- Written instruction -
Pick out every line in the entries below that contains the word "flag", and copy each one in full.

- Exercise data -

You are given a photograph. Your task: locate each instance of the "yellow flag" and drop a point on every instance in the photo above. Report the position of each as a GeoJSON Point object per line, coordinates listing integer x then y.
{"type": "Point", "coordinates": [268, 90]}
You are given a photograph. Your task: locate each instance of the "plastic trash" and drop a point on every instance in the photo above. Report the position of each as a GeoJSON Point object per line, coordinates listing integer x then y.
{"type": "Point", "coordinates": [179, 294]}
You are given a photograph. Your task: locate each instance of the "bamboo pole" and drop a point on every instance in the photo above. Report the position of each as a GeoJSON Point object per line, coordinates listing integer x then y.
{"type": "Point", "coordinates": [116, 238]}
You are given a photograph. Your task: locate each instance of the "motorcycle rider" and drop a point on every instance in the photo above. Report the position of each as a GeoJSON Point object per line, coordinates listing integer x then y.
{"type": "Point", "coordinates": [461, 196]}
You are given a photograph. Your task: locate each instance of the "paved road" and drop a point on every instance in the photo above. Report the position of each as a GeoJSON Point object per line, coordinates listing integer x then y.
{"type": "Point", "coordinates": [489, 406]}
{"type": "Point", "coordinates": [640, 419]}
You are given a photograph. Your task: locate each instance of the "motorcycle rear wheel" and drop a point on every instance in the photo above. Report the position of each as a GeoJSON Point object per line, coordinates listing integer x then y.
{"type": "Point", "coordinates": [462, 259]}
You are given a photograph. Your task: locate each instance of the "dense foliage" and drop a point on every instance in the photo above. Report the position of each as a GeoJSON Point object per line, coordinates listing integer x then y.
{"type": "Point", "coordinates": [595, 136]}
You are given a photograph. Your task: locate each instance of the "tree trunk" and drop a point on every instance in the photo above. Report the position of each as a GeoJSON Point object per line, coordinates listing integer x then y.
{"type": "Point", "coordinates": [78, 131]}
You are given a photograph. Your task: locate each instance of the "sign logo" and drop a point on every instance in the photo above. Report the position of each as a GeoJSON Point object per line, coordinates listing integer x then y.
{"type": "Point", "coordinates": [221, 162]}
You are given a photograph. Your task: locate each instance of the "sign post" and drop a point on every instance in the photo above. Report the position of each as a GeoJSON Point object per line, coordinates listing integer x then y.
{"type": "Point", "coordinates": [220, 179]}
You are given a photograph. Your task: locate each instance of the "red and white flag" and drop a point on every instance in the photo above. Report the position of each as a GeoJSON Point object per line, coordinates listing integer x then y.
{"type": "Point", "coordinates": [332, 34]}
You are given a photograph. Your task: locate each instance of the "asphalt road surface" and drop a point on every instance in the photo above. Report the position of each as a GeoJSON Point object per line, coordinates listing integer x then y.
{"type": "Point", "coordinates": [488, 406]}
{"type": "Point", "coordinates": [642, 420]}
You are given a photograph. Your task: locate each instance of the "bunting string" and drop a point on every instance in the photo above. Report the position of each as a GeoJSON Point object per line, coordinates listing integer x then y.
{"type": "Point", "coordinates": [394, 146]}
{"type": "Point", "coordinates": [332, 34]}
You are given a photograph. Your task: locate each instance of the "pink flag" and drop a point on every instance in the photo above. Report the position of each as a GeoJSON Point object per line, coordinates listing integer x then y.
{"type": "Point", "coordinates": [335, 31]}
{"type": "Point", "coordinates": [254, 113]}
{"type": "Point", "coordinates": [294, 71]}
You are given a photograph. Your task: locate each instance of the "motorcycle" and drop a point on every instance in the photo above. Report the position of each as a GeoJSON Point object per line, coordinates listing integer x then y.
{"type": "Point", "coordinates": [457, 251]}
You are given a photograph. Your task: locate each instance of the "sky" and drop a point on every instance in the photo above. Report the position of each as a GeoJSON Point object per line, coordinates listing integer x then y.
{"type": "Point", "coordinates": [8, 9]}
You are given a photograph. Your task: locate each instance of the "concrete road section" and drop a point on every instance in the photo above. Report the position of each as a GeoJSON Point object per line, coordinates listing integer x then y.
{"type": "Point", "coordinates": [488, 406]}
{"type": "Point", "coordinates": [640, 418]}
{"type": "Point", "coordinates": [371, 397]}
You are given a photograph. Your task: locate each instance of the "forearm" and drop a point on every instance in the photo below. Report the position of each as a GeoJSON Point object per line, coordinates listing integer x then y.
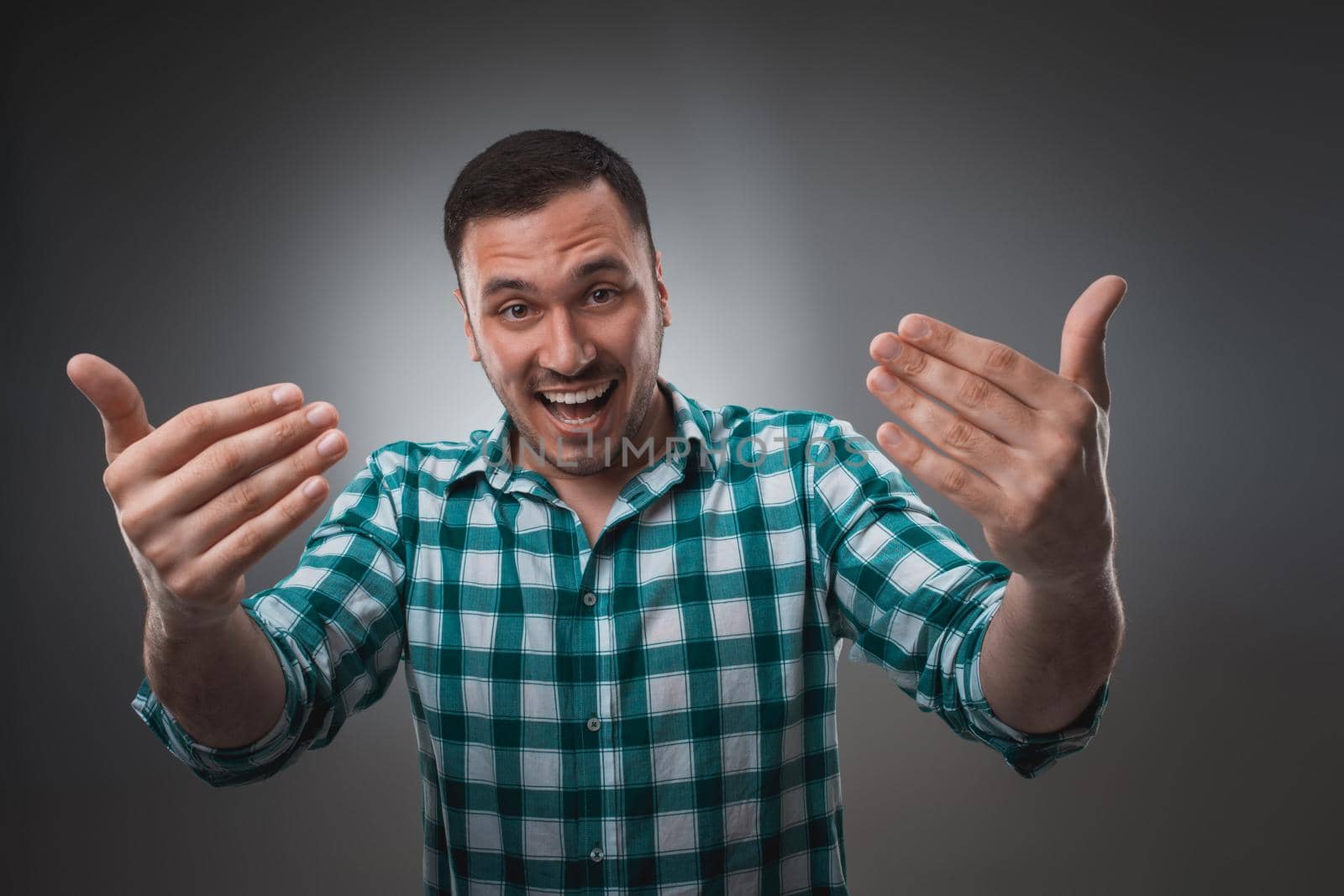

- Task result -
You are given a photograph. Your task: locate each instance of the "yellow flag" and drop a point on every instance in the photo above. Report the position of each as a GeoJSON Point object per line, coordinates listing integer x then y.
You are given a photograph. Your task: locate each instance of the "red and white flag" and drop a point on every instance in the photo above. Report the position of each as a GeoJSON Point object per line, coordinates listing integer x then y.
You are given a photograph. Your task: locate each instance of the "pink flag" and drop a point on every instance in the photo above. Report the position of each as a GeoJSON Point object per line, coordinates listing integer x then y.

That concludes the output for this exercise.